- EXERCISE BRIEF: Check every line of the data below for the string "clicks", and copy the ones that hold it.

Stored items

=== Begin Enclosure ===

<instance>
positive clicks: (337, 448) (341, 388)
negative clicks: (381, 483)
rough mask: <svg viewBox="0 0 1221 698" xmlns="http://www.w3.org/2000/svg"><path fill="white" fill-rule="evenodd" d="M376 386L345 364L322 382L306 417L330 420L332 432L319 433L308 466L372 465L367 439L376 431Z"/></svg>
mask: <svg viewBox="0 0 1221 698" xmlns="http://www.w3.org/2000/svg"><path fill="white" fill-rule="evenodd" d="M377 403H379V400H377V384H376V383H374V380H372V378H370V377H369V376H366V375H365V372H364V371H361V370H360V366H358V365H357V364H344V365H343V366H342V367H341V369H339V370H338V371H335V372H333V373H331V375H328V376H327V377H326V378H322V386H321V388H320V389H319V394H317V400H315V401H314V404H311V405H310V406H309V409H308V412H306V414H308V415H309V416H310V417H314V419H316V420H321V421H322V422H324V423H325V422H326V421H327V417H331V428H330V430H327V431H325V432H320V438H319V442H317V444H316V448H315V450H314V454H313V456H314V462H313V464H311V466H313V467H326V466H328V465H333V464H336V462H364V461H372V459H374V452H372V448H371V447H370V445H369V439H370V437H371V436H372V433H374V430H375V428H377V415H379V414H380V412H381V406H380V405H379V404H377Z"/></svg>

=== End Enclosure ===

- SOLUTION TO THIS PROBLEM:
positive clicks: (337, 448) (341, 388)
negative clicks: (381, 483)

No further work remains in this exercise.